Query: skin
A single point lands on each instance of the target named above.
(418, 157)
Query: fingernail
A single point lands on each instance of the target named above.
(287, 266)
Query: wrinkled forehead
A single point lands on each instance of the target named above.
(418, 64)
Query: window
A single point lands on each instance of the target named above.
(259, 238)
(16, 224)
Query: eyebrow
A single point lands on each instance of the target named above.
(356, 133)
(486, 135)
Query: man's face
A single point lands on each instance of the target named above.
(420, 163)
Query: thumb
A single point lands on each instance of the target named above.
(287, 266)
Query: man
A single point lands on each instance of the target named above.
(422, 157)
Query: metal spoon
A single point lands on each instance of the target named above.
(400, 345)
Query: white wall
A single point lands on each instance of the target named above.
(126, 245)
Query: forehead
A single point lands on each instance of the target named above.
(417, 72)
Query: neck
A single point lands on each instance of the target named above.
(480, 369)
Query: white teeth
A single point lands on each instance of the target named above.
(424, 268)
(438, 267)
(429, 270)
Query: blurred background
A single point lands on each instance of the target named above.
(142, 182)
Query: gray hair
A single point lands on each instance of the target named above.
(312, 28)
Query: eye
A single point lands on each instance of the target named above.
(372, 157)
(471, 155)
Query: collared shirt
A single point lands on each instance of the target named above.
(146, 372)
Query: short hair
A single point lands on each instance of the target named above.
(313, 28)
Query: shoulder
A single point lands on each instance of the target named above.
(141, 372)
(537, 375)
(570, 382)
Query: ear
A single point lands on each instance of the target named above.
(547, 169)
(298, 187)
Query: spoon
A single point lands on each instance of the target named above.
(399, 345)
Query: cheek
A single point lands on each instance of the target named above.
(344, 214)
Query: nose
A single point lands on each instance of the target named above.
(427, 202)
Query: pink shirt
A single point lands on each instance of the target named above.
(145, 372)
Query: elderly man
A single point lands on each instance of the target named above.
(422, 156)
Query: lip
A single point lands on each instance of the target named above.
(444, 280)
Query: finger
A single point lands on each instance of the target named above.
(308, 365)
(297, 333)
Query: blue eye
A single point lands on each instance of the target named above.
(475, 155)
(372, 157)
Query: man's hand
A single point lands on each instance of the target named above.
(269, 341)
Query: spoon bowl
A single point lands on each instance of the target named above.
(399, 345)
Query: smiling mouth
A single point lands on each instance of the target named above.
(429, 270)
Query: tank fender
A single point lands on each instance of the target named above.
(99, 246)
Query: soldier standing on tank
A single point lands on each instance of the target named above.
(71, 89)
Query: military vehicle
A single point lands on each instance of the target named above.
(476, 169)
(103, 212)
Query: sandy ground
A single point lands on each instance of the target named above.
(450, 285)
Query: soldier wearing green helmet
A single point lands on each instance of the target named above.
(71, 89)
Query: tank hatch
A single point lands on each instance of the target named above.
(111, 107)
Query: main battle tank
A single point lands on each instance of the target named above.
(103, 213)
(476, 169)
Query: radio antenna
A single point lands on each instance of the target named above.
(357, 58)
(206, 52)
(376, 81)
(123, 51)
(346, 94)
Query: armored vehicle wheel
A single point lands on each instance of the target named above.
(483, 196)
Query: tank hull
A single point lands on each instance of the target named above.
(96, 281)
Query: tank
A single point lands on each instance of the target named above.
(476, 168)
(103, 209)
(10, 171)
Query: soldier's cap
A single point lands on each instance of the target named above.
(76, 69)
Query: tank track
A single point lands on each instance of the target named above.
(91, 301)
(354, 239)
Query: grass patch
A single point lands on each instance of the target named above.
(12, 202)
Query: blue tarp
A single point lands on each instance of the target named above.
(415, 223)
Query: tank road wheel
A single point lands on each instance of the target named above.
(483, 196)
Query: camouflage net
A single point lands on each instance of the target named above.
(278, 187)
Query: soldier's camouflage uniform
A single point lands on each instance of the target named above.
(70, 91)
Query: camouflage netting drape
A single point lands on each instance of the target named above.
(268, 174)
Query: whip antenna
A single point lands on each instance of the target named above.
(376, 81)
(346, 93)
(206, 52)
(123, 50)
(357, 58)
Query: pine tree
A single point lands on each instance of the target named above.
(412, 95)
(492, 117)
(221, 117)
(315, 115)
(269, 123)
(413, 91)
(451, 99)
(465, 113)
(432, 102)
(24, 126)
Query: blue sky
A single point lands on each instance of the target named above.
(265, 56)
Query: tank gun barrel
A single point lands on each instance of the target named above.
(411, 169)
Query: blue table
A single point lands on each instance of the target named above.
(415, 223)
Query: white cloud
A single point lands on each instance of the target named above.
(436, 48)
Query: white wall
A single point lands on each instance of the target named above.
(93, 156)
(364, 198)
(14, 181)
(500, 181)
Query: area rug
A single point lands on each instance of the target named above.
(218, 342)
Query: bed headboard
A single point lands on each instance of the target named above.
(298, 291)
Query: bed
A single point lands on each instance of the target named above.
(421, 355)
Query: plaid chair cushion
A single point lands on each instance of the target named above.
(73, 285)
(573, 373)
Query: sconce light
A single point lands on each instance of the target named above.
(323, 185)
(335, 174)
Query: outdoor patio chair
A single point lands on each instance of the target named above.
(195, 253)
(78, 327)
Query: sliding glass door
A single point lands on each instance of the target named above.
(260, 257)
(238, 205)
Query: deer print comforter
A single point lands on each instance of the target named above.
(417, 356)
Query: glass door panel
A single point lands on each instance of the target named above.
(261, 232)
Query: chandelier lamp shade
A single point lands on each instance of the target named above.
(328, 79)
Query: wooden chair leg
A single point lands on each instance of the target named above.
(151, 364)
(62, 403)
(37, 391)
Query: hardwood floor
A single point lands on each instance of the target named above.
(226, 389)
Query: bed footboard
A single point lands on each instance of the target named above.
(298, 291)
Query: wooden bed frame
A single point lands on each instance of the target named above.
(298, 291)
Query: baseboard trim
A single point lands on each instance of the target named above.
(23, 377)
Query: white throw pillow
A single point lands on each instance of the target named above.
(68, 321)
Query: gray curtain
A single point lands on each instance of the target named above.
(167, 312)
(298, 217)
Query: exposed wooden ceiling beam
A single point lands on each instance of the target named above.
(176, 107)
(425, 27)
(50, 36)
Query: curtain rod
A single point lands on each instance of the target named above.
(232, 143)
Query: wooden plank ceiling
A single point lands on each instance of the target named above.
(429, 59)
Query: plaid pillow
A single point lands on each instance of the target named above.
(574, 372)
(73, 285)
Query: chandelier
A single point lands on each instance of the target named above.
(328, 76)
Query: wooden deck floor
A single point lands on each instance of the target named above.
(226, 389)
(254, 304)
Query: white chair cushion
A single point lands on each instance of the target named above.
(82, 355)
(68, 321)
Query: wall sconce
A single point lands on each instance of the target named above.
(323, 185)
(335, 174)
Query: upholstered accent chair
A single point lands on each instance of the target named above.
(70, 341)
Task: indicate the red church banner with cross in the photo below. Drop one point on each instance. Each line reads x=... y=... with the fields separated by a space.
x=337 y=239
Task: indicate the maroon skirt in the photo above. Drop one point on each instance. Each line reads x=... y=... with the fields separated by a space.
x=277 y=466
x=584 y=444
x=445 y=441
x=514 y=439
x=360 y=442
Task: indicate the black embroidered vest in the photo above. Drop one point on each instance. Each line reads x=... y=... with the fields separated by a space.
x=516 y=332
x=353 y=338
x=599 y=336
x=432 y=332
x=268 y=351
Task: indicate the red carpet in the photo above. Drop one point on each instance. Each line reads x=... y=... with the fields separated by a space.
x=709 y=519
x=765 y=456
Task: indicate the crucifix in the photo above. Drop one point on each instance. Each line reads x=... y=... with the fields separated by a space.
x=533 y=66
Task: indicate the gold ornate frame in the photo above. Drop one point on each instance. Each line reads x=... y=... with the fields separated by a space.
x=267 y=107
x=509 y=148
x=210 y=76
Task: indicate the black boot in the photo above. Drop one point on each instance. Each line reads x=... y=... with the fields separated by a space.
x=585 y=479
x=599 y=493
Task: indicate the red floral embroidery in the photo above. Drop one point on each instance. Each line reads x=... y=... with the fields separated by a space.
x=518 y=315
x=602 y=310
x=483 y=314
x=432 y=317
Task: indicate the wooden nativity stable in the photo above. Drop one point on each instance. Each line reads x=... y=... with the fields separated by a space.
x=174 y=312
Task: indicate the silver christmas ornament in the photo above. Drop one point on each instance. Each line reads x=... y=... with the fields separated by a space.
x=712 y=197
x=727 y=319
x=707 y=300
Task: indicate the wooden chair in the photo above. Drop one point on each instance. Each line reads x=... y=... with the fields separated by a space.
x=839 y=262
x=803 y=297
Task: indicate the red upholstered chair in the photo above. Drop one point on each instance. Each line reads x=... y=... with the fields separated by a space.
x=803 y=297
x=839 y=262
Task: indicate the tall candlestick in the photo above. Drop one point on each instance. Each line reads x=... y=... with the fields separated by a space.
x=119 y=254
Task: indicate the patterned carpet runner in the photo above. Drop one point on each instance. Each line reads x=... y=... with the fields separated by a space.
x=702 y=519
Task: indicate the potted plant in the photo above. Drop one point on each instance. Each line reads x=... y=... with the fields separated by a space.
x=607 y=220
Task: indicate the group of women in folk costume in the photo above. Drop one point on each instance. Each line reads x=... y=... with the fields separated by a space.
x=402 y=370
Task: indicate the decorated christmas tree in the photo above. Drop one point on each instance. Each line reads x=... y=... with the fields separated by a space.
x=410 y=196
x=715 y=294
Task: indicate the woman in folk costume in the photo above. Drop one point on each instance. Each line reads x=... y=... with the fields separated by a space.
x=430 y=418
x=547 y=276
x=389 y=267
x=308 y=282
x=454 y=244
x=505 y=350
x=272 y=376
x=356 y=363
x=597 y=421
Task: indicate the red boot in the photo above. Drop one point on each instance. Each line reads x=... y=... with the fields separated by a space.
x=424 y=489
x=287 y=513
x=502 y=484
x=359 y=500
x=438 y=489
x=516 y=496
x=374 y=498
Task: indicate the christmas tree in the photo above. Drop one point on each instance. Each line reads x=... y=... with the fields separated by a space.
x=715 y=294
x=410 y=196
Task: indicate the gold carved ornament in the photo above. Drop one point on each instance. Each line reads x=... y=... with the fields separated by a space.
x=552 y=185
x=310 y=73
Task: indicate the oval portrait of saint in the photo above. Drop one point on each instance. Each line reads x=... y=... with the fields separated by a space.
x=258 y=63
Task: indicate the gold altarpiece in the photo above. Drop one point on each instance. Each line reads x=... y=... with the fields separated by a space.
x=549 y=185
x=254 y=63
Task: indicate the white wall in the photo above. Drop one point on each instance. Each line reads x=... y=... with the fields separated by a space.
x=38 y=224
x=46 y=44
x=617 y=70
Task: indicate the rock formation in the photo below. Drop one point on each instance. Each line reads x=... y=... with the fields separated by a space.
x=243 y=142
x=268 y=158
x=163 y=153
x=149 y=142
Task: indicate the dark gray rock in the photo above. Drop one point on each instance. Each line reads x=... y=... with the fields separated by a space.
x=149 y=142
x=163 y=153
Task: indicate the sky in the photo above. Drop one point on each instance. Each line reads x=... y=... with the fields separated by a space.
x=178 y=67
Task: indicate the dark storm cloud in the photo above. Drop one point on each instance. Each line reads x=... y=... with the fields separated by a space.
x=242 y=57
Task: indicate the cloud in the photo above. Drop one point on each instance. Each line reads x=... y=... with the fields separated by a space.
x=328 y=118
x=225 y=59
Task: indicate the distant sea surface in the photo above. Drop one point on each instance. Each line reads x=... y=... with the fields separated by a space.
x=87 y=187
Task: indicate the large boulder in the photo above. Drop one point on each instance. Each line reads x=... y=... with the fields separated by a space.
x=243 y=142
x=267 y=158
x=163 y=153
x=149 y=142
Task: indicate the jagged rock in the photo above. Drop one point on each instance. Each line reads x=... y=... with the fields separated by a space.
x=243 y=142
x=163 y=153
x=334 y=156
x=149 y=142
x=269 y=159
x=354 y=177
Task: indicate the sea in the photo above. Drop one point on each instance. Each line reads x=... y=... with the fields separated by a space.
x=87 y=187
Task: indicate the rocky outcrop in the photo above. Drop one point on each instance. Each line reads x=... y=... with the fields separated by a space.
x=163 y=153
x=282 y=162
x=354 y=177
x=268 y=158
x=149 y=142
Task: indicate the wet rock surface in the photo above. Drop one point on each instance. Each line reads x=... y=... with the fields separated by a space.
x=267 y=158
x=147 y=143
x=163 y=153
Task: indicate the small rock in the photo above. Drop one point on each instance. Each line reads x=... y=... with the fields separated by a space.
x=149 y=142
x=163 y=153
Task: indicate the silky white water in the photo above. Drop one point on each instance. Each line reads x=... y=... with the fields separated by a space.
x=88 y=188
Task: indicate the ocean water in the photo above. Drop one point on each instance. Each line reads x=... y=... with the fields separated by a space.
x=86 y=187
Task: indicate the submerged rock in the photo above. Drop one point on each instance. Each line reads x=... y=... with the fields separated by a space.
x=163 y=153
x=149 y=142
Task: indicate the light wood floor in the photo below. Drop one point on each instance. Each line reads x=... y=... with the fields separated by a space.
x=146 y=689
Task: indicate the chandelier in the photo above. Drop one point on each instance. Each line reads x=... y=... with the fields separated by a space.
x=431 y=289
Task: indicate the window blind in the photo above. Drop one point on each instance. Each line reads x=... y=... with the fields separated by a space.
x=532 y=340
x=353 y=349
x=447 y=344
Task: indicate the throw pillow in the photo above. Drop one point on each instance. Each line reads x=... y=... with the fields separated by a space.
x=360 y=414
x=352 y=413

● ● ●

Show a copy of each line from the data that includes the word "plaid".

Query: plaid chair cushion
Query: plaid pillow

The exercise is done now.